** EXERCISE AIM **
Only those lines running from the line that contains "Guideline: one marker per instance of the black frame" through the end of the material are to be written out, each exactly as shown.

** EXTRACTED ENTRIES **
-=-=-=-=-

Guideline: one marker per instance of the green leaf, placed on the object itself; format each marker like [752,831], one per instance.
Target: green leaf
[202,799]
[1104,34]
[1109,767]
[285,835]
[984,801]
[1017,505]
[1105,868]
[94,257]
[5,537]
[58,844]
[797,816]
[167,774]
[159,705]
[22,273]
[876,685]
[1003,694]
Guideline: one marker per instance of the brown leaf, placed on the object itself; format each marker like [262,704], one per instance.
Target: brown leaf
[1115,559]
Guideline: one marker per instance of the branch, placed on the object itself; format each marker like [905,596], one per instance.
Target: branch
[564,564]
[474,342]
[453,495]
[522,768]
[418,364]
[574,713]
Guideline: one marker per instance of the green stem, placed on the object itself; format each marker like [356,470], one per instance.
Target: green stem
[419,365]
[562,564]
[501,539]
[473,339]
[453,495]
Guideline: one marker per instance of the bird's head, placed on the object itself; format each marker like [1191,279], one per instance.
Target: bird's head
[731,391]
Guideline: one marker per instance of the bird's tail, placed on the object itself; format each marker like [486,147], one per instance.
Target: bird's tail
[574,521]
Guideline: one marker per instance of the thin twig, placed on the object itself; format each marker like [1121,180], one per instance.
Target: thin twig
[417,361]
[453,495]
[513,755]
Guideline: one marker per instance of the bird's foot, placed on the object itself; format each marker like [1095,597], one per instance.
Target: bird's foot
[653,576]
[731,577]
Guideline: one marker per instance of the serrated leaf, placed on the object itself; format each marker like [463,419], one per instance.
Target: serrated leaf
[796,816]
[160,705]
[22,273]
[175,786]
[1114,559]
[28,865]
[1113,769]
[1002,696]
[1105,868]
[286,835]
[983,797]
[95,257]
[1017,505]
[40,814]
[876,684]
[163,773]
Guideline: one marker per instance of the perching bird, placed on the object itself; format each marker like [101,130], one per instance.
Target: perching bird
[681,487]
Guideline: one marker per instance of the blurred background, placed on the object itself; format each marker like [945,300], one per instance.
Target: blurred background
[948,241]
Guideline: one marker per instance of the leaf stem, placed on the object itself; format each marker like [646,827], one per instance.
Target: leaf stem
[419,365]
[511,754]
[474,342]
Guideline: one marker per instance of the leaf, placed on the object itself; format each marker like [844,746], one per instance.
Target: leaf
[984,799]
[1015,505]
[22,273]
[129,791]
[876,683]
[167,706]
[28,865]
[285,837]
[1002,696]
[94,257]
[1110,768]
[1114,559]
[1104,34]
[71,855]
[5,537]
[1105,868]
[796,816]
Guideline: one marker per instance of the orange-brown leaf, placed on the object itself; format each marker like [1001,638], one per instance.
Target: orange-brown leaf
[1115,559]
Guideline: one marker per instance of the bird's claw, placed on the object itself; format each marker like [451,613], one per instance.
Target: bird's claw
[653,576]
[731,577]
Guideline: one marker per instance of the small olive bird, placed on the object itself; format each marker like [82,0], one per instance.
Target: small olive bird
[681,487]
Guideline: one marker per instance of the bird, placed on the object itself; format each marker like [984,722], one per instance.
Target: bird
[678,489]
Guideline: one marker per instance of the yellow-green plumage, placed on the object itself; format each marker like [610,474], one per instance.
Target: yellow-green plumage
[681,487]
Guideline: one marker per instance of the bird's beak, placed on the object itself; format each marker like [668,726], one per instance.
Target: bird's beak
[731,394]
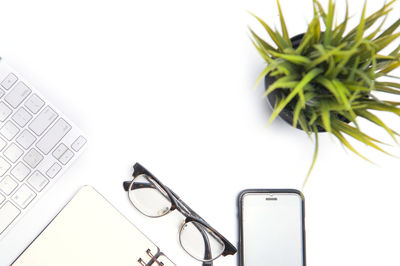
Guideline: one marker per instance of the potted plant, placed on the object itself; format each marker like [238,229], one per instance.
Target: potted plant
[327,78]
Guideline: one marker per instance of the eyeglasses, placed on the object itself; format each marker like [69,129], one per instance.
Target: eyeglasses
[153,199]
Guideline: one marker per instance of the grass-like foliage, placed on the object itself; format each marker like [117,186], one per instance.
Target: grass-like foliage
[332,76]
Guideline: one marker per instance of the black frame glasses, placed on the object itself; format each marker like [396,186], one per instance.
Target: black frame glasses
[177,204]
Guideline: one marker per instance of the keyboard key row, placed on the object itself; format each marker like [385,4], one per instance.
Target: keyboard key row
[9,130]
[33,158]
[4,166]
[18,94]
[5,112]
[7,185]
[20,171]
[13,152]
[26,139]
[34,103]
[8,213]
[43,120]
[9,81]
[22,117]
[23,196]
[53,170]
[53,136]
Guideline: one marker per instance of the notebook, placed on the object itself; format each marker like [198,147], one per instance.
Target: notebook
[90,231]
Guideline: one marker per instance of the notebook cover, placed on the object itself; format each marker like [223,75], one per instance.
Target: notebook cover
[88,231]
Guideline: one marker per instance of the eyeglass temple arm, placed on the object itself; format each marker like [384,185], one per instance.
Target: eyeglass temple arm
[127,184]
[207,251]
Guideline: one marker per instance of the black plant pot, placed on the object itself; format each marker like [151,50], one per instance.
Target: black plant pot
[286,114]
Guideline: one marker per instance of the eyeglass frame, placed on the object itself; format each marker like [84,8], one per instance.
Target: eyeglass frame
[183,208]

-=-=-=-=-

** COMPLETED EXERCISE **
Guideline: one marker per instance of the black frame glasses, placed on the object itself; format each marker like [396,186], one per instance.
Target: black frame glasses
[177,204]
Guideline: one marker per instance of the keyboard key row, placed on the object itself; format each marker like [385,4], one per instance.
Target: keyboard key row
[9,130]
[33,158]
[4,166]
[18,94]
[5,112]
[7,185]
[20,171]
[13,152]
[26,139]
[34,103]
[8,213]
[43,120]
[9,81]
[22,117]
[23,196]
[53,170]
[53,136]
Guideline: one marker per instance of the notebook, placed on the object itself; format each marker like [198,147], one per instance.
Target: notebook
[90,231]
Guideline: one marker per instance of the notebook cover, placed on the object itself; format each marker like [223,75], one per instance.
Target: notebook cover
[88,231]
Guideline: one marker per instance of the eyeglass temple arm, placed on the object itself; format each marker like [384,185], one per instance.
Target: eyeglass temple arm
[127,184]
[207,251]
Guideline: one marker per instance of the black plant pot, placed on the object itself; format each marker like [151,50], one per instance.
Target: black plant pot
[286,114]
Guideline: one marker per instance of the eyeglass frame, placed on the object itself; format each marker like [84,8], one per instance.
Target: eyeglass frame
[183,208]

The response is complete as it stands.